Mr. George Parmly Day, the treasurer of Yale, expects to pay part of the university’s expenses from unexpected legacies. He was therefore both surprised and not surprised when he picked up his paper one morning last week and learned that a rich old gentleman who had never shown any interest in the university’s management and who had not been in New Haven in six years had left Yale some $1,800,000.
Donor of Yale’s windfall was Edward Benedict Cobb, a typical, obscure, sentimental old grad. Inheriting nearly $3,000,000 from his family (who had owned 300 acres in the heart of Tarrytown. N. Y. since Revolutionary times), Benedict Cobb went to Yale in 1868, played on his class chess team, made Psi Upsilon, was elected a class officer in his senior year. After his graduation in 1872, he got a law degree at Columbia and practiced law in Manhattan for twelve years. At 38, bored with the law, he retired and married a Yaleman’s sister, Alice R. Goode.
Bored not only by the law but also by society, music, art, outdoor sports and the movies, Benedict Cobb spent each summer quietly in Pittsfield, Mass., each autumn in Boston, each winter in Washington, each spring abroad. He seldom visited Tarrytown, his birthplace. But for some 60 years he went back often to New Haven for football games and alumni affairs. So modest, however, that he never posed for a photograph, Benedict Cobb was known to few Yalemen, was quickly forgotten when he dropped out of alumni activities in 1932.

## TASKS FOR THIS EXERCISE
a) According to the article about Edward Benedict Cobb's gift to Yale, in what year did Cobb graduate from Yale?
b) Continue the article about Edward Benedict Cobb's gift to Yale from where it stops.

(Natural-language object grounding data)
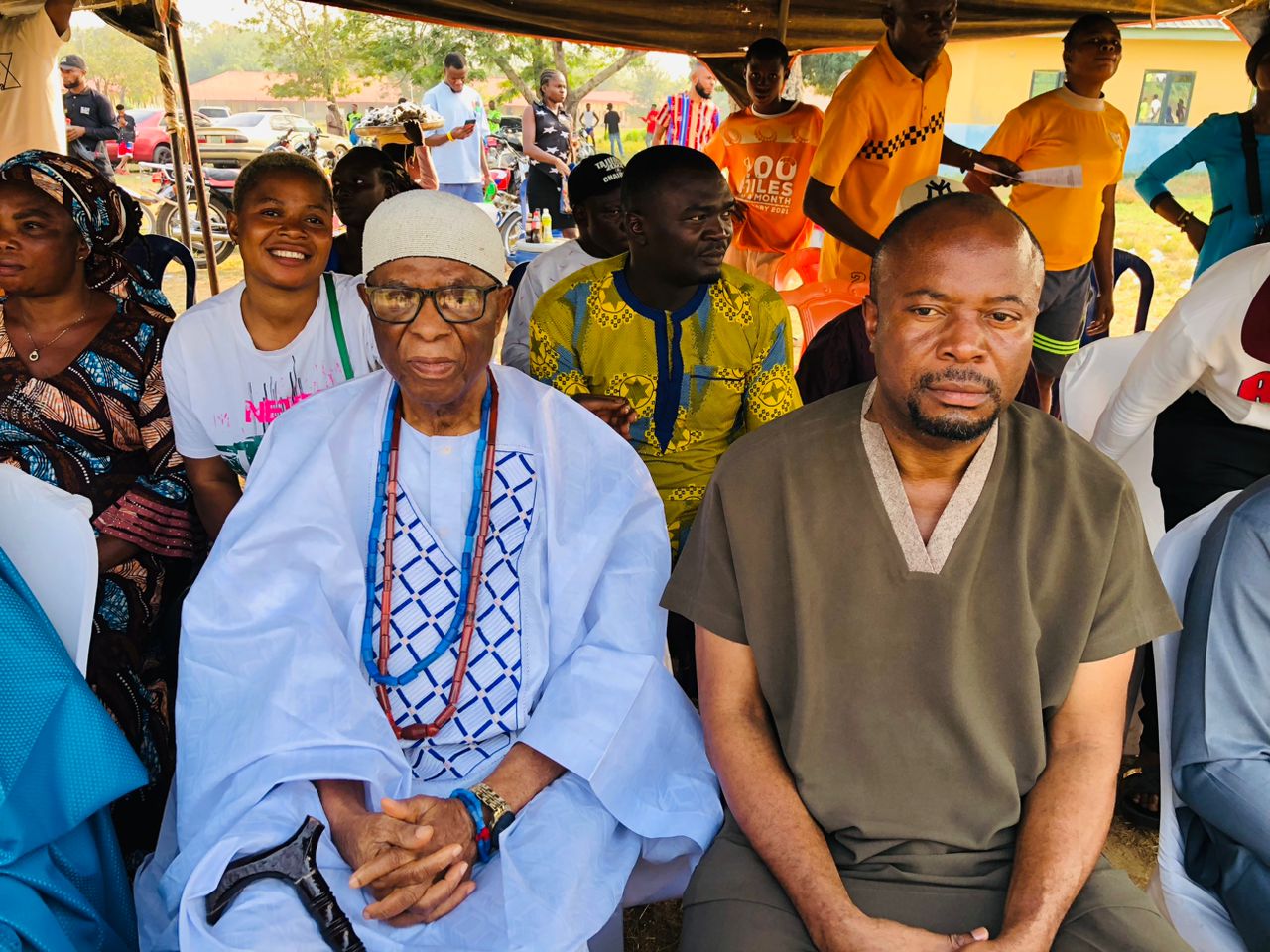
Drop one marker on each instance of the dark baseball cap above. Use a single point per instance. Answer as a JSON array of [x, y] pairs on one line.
[[594, 176]]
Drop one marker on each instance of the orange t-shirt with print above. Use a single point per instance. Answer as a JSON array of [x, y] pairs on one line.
[[767, 160], [883, 131]]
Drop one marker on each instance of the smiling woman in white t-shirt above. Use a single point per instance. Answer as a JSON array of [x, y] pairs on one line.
[[286, 331]]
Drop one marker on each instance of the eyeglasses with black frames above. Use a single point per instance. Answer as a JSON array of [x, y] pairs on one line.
[[399, 303]]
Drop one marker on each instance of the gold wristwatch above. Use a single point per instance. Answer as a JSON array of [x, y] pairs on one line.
[[500, 814]]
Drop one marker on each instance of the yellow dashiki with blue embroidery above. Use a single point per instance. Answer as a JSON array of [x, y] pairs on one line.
[[699, 377]]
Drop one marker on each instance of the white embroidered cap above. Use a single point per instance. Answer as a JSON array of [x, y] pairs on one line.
[[434, 225]]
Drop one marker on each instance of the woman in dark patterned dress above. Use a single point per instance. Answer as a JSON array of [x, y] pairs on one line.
[[82, 407]]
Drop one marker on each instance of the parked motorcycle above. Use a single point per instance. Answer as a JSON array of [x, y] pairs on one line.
[[220, 202], [309, 148], [509, 167]]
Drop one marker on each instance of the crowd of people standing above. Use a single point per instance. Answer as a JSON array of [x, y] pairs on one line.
[[495, 620]]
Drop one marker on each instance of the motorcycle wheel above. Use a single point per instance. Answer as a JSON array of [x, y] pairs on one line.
[[169, 223], [509, 230]]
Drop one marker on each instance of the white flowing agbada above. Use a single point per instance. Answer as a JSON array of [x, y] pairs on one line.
[[567, 657]]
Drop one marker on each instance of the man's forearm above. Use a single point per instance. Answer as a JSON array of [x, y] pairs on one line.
[[213, 503], [522, 774], [1103, 254], [955, 154], [760, 791], [1065, 826], [820, 207]]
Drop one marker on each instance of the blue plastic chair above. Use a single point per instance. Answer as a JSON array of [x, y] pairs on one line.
[[151, 254], [1127, 262]]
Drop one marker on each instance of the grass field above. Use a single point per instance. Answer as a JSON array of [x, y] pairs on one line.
[[657, 928], [1161, 245]]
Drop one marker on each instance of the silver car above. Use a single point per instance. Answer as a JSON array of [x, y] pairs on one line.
[[262, 130]]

## RESPONSE LIST
a) He graduated in 1872.

b)
Tall, haughty and always immaculately dressed, wearing a white mustache and a wing collar, Benedict Cobb spent much of his time after his wife died in 1929 taking long daily walks with his nurse, Miss Miriam M. Caldwell, a vivacious Virginian. In a Pittsfield hotel last Thanksgiving Day, at 89, he died. In his will, announced last week, childless Benedict Cobb, last of his family, left $250,000 to his nurse, $450,000 to hospitals, a total of $1,340,000 in specific bequests. Yale got $400,000 of that and an estimated $1,400,000 in his residuary estate.
Chief sources of Yale’s visible wealth, immortalized in such forms as its Gothic buildings and great research projects, are huge U. S. fortunes (e. g. Harkness, Rockefeller). But the bulk of Yale’s endowment, like that of many another U. S. college,* comes from the gifts of sentimental old grads like Edward Benedict Cobb.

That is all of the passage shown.